**Source text**:
United States Court of Appeals, Federal Circuit
Sep 9, 2021
No. 2021-153 (Fed. Cir. Sep. 9, 2021)

Opinion

2021-153

09-09-2021

In re: DMF, INC., a California corporation, Petitioner


This order is nonprecedential.

On Petition for Writ of Mandamus to the United States District Court for the Central District of California in No. 2:18-cv-07090-CAS-GJS, Senior Judge Christina A. Snyder.

Before Lourie, Bryson, and Taranto, Circuit Judges.

ORDER

PER CURIAM.

DMF, Inc. petitions for a writ of mandamus challenging the district court's ruling that AMP Plus, Inc., dba ELCO Lighting ("ELCO") was not statutorily estopped from raising a particular ground of invalidity. ELCO opposes. DMF replies.

This petition concerns the scope of statutory estoppel under 35 U.S.C. § 315(e)(2). A petitioner in an inter partes review may request to cancel as unpatentable one or more claims of a patent only "on the basis of prior art consisting of patents or printed publications." 35 U.S.C. § 311(b). Section 315(e)(2) provides that the "petitioner in an inter partes review of a claim in a patent . . . may not assert . . . in a civil action . . . that the claim is invalid on any ground that the petitioner raised or reasonably could have raised during that inter partes review."

DMF is the owner of U.S. Patent No. 9, 964, 266 ("the '266 patent") directed to certain compact recessed lighting products. In August 2018, DMF filed this suit in the United States District Court for the Central District of California, alleging ELCO infringes various claims of the '266 patent. ELCO raised several invalidity grounds, including arguments premised on a boating light product sold under the name Hatteras that had been featured in a product catalog published in 2011 by Imtra Marine Lighting.

In May 2019, ELCO petitioned for inter partes review of the '266 patent. The Patent Trial and Appeal Board instituted review of all the challenged claims on three grounds based on the Imtra 2011 catalog either alone or in combination with other references. In its final written decision, the Board held that ELCO had not proved that all the challenged claims were unpatentable. Following the Board's decision, DMF moved the district court under § 315(e)(2) to bar ELCO from asserting invalidity in the litigation based on the Hatteras product itself.

The parties agreed that section 315(e)(2) estoppel was to be assessed based on whether there was a substantive difference between the physical Hatteras product relied upon by ELCO in this case and the description of the product in the 2011 Imtra catalog germane to the invalidity dispute. See Appx6; Appx112 (DMF's reply brief in support of motion) ("The parties appear to agree that courts in this District and elsewhere require that-as stated in ELCO's own Opp. at 7-there be some substantive difference between the product and the printed prior art that is germane to the invalidity dispute at hand" (internal quotation marks and emphasis omitted)).

**Dataset entries**:

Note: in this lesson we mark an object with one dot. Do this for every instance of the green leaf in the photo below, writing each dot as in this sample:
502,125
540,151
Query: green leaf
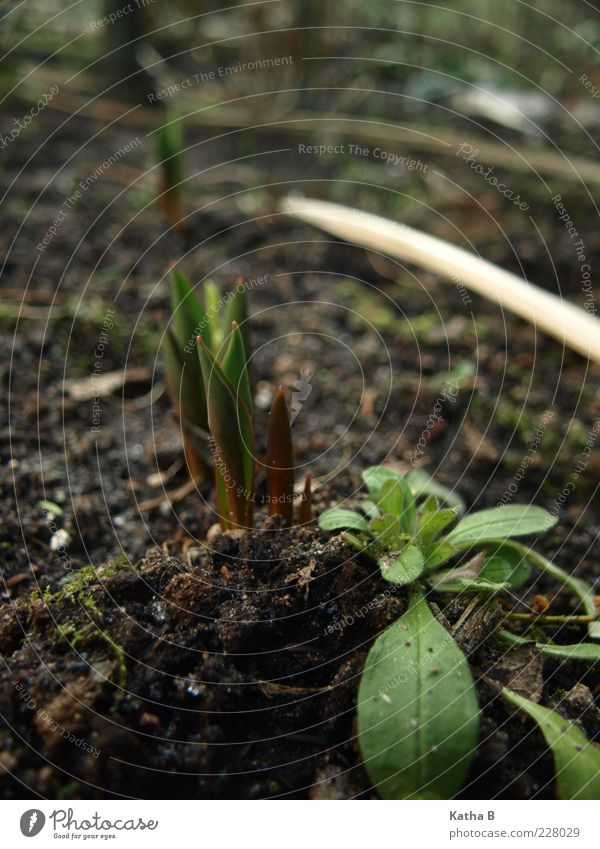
214,320
236,310
580,588
505,565
235,366
418,717
509,520
437,554
376,476
576,760
403,567
359,541
387,531
228,418
396,498
431,524
422,485
338,517
451,581
589,652
187,322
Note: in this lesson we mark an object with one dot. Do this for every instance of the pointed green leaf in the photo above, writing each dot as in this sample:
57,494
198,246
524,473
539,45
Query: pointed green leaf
432,523
388,532
576,760
396,498
236,309
418,717
505,565
359,541
423,484
228,419
214,319
235,366
402,567
376,476
589,652
337,518
437,554
279,461
509,520
185,387
580,588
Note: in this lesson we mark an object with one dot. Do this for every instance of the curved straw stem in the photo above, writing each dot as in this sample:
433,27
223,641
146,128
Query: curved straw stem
568,323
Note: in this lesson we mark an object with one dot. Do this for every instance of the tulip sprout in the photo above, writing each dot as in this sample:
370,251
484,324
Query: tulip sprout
206,356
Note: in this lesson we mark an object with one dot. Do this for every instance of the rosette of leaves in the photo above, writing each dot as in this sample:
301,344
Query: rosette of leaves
418,717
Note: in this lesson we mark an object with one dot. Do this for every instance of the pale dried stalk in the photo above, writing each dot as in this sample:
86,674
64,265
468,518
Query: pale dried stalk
568,323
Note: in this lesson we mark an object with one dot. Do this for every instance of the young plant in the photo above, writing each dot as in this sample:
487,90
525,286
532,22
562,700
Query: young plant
208,382
418,717
185,386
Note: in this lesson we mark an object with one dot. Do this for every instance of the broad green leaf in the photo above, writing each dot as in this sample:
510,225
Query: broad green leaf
359,541
589,652
422,485
509,520
228,419
431,524
402,567
451,581
576,760
396,498
376,476
418,718
369,508
505,565
388,532
338,517
580,588
438,554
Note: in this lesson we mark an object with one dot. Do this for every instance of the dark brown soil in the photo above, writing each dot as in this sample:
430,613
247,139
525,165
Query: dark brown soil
239,666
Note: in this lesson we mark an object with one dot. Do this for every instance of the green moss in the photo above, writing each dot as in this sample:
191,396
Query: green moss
76,586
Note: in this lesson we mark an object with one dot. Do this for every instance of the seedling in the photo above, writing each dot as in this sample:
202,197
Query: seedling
206,349
418,716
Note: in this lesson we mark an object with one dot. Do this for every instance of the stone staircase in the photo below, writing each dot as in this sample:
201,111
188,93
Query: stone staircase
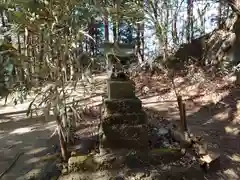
124,123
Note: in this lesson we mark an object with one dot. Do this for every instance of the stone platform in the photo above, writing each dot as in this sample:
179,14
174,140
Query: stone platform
124,123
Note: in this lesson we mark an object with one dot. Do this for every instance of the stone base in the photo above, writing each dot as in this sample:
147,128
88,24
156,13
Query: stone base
123,105
121,89
129,119
125,136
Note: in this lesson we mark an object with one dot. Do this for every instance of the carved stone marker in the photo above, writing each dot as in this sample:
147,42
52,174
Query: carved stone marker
124,121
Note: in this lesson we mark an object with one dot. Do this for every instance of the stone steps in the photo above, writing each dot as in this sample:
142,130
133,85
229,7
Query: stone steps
123,105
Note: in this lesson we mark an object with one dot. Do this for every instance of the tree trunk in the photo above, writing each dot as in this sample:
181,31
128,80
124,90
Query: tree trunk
63,145
189,20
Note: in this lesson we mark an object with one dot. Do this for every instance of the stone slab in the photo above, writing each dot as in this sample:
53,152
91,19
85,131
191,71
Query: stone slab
128,119
120,89
117,132
123,105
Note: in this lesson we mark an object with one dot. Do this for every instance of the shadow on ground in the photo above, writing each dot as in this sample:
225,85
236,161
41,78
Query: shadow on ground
27,141
218,124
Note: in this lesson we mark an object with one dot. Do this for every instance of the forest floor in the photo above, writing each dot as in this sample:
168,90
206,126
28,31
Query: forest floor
212,112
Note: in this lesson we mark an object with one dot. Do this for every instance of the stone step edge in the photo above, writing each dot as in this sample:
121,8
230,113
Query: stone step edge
140,113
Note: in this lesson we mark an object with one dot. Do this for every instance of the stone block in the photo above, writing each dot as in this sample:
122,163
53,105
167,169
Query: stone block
123,105
120,89
128,119
128,143
126,133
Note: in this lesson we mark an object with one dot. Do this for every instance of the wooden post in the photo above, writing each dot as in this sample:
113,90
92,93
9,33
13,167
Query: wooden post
182,112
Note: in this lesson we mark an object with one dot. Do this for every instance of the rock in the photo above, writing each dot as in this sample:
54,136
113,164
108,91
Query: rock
82,163
182,137
76,160
210,162
64,171
162,131
117,178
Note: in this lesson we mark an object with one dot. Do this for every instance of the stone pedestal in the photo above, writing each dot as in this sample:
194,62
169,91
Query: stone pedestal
124,121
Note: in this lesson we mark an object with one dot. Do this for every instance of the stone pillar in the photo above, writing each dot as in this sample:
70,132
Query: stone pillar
124,121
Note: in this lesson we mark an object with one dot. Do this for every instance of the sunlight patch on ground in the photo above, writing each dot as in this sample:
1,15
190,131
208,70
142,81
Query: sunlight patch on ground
231,174
235,158
37,150
32,160
22,130
232,130
222,115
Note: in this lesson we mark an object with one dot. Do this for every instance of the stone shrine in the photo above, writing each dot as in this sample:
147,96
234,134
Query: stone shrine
124,123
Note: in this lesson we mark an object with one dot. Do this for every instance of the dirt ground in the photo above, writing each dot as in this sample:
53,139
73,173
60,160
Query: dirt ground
212,112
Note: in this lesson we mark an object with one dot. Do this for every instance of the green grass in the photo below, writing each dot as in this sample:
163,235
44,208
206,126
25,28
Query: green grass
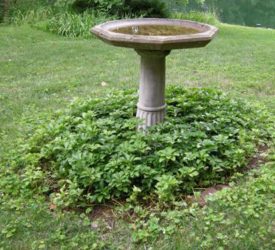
41,72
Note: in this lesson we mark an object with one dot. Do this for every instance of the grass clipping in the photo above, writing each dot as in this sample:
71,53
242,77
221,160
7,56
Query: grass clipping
92,153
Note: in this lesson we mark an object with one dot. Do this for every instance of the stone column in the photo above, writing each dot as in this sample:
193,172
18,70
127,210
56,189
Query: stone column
151,105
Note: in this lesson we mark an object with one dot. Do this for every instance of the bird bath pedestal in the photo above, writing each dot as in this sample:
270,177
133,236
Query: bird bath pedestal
153,39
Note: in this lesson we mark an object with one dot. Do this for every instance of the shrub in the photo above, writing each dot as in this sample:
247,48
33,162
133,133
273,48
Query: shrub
120,8
74,25
92,153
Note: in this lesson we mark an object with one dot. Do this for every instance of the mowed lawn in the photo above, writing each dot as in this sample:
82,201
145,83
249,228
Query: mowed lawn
42,72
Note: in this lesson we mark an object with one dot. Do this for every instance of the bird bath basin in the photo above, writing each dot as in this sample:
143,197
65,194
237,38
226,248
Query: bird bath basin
153,39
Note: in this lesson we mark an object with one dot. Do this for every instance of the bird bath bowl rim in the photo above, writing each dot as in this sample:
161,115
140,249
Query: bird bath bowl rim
204,35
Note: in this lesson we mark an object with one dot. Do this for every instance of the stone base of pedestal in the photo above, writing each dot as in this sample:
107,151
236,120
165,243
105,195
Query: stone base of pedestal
150,116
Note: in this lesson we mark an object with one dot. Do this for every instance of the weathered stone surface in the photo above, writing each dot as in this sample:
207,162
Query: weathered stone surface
153,50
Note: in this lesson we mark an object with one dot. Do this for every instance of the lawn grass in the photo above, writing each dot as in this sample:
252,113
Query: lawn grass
44,72
41,72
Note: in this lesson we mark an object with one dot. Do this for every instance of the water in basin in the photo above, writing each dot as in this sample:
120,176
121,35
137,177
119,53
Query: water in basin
155,30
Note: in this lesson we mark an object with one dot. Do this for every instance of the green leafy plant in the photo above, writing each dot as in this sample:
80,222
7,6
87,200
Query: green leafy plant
92,153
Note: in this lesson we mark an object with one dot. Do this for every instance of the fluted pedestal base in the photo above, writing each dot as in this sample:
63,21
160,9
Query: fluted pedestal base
151,105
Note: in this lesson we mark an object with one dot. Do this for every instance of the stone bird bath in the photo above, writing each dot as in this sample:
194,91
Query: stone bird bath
153,39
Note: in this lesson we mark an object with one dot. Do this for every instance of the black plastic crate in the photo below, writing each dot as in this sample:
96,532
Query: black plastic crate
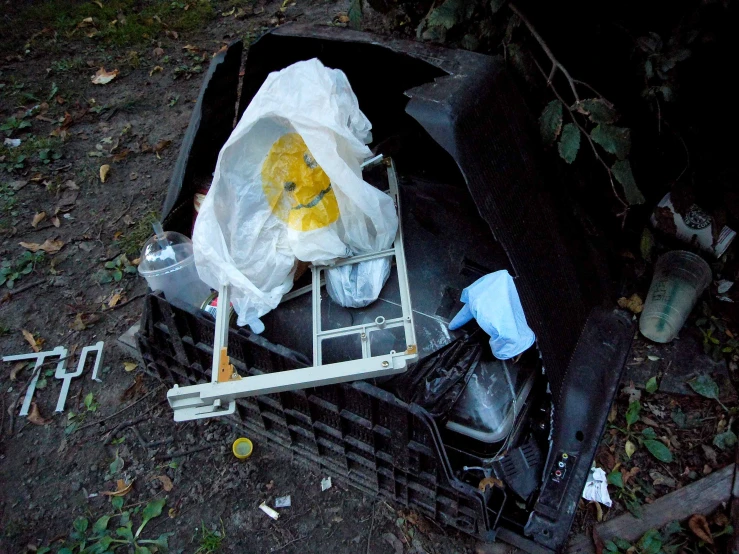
357,431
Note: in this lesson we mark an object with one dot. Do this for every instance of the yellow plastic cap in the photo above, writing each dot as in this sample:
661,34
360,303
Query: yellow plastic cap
242,448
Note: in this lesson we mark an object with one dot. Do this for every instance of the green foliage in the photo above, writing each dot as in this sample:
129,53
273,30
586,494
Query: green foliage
658,450
725,440
614,140
101,539
569,143
115,270
13,124
210,539
355,14
550,121
705,386
597,110
12,271
622,172
632,413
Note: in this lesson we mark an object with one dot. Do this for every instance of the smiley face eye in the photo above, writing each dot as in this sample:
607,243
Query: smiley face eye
309,161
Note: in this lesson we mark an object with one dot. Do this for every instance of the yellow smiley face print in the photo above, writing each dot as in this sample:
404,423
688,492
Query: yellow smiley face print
297,189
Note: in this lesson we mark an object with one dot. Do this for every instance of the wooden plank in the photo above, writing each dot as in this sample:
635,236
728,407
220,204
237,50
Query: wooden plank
700,497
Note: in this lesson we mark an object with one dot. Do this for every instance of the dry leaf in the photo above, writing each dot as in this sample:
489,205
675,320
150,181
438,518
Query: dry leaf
104,170
38,218
35,417
161,145
135,390
489,482
103,77
166,482
122,489
120,156
634,303
17,368
699,526
114,299
78,324
30,340
49,246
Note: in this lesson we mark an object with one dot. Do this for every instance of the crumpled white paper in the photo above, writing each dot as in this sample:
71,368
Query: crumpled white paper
596,487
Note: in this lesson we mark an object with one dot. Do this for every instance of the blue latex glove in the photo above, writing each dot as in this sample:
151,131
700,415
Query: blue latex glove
494,303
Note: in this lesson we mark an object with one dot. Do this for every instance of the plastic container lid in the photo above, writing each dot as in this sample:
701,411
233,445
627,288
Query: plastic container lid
165,252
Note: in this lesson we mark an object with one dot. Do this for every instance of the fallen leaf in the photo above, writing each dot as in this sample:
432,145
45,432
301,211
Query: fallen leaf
35,417
627,475
135,390
49,246
662,479
166,482
393,541
17,368
699,526
120,156
114,299
104,170
30,340
490,482
122,489
634,303
78,324
161,145
103,77
38,218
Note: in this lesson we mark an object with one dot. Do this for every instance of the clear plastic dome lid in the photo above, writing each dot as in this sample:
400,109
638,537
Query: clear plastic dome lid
164,251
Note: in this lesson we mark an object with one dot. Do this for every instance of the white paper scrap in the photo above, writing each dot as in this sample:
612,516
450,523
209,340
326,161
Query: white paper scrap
325,483
269,511
596,487
283,501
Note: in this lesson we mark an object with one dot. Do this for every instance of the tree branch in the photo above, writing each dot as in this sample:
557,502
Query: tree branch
544,46
624,204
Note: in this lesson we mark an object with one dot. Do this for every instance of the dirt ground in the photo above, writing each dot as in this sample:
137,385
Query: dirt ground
55,469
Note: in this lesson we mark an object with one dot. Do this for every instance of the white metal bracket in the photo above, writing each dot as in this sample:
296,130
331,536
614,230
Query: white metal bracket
218,397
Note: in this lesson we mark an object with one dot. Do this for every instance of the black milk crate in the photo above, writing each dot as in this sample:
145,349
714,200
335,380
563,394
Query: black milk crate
358,432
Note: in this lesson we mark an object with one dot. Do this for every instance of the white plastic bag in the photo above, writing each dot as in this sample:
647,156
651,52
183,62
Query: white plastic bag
288,187
357,285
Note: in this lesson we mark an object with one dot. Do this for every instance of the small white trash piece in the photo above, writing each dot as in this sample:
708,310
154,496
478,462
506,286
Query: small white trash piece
269,511
325,484
596,487
283,501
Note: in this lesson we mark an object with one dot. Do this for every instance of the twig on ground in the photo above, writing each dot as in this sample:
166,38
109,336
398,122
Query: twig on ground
122,426
99,421
556,65
14,292
105,311
372,525
183,452
288,543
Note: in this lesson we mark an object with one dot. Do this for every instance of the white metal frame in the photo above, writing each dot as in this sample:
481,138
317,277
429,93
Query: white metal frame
218,398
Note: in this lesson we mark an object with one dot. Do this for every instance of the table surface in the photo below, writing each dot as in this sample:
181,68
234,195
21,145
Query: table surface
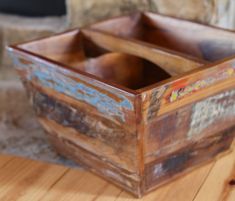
27,180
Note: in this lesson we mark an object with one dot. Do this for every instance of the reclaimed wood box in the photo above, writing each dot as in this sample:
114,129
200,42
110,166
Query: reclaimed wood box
138,99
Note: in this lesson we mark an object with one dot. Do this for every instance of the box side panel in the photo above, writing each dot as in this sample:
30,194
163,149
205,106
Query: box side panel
188,109
93,116
167,168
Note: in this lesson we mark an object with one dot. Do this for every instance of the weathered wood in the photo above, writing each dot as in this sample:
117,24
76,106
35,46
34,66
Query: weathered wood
108,96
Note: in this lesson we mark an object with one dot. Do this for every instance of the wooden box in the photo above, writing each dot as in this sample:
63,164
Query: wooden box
139,99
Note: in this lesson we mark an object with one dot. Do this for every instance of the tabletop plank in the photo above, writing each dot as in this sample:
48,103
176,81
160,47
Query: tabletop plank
217,183
23,180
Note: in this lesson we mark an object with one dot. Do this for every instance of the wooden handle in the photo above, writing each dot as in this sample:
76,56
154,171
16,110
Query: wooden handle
172,63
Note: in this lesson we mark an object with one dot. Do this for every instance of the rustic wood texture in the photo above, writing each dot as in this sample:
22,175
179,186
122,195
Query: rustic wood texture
138,106
18,182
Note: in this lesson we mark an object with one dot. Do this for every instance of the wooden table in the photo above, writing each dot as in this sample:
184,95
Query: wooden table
27,180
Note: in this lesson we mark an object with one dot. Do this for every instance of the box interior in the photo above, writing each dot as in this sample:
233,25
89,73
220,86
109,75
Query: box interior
78,51
199,41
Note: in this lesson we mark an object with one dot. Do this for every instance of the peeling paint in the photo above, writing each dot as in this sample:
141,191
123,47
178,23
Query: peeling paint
206,112
183,91
58,81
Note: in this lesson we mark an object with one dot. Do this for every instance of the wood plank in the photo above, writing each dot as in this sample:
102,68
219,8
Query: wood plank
82,185
22,179
218,180
191,183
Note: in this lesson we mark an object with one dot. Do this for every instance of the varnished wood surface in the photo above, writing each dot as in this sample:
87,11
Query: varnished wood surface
24,180
134,106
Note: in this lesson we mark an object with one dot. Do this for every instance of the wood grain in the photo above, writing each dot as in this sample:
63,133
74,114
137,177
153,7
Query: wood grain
23,180
137,106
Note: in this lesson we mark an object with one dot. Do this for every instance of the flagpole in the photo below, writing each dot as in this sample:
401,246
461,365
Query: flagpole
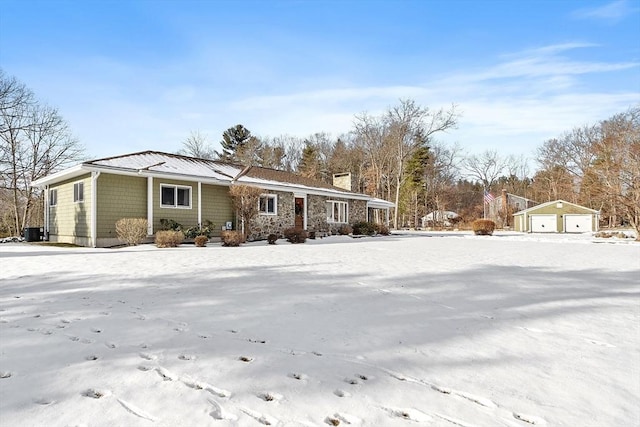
484,203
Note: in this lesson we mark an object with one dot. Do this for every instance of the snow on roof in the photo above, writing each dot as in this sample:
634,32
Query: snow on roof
152,161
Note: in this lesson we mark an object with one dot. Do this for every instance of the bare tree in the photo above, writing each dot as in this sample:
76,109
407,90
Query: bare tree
413,127
197,145
245,201
617,167
36,141
486,167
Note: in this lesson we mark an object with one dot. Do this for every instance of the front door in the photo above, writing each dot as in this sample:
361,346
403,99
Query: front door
299,209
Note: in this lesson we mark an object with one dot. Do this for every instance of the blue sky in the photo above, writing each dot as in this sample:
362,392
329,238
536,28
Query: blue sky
137,75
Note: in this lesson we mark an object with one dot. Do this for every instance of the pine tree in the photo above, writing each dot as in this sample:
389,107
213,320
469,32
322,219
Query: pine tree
233,140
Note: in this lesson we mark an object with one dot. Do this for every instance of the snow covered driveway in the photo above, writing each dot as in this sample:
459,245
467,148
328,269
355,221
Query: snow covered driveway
412,329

**Requirement A**:
According to the court order, in what month and year did ELCO petition for inter partes review of the '266 patent?
**Requirement B**:
Using the court order, explain in one to three sentences why DMF based its motion to bar ELCO's Hatteras invalidity argument on § 315(e)(2).
**Requirement C**:
Carry on the court order from the point where it stops.

**Task output A**:
May 2019.

**Task output B**:
Section 315(e)(2) bars an inter partes review petitioner from asserting in a civil action that a claim is invalid on any ground it raised or reasonably could have raised in that review. ELCO had petitioned for inter partes review of the '266 patent, and the Board reviewed grounds based on the Imtra 2011 catalog that featured the Hatteras product.

**Task output C**:
Applying that standard, the district court denied the motion. Relying on DMF's own prior argument that the Imtra reference could not anticipate the claims because ELCO's invalidity contentions mixed and matched components from various products disclosed in the catalog, the district court found that anticipation arguments based solely on the Hatteras product were substantively, ger-manely different. The court added that ELCO was relying on the physical product as a reference for various limitations because the descriptions in the Imtra catalog did not disclose all of the Hatteras product's features.

Mandamus is "reserved for extraordinary situations." Gulfstream Aerospace Corp. v. Mayacamas Corp., 485 U.S. 271, 289 (1988) (citation omitted). Under the well-established standard for obtaining such relief, the petitioner must: (1) show it does not have any other method of obtaining relief; (2) show that it has a clear and indisputable legal right; and (3) convince the court that the "writ is appropriate under the circumstances." Cheney v. U.S. Dist. Ct. for D.C., 542 U.S. 367, 380-81 (2004) (citation omitted). We cannot say that DMF has satisfied that standard.

DMF has not shown that a post-judgment appeal is an inadequate remedy for asserting a statutory estoppel argument. See In re Verinata Health, Inc., No. 2017-109, 2017 WL 1422489, at *2 (Fed. Cir. Mar. 9, 2017). Nor has DMF shown that it has a clear and indisputable right to relief. Significantly, DMF agreed to the legal standard for assessing statutory estoppel applied by the district court. In essence, DMF is challenging the district court's application of that standard and its findings that ELCO was not judicially estopped from raising its arguments based on actions before the Patent Office. We are not convinced that DMF has met its heavy burden of showing that the district court's rulings in these regards are clearly and indisputably erroneous.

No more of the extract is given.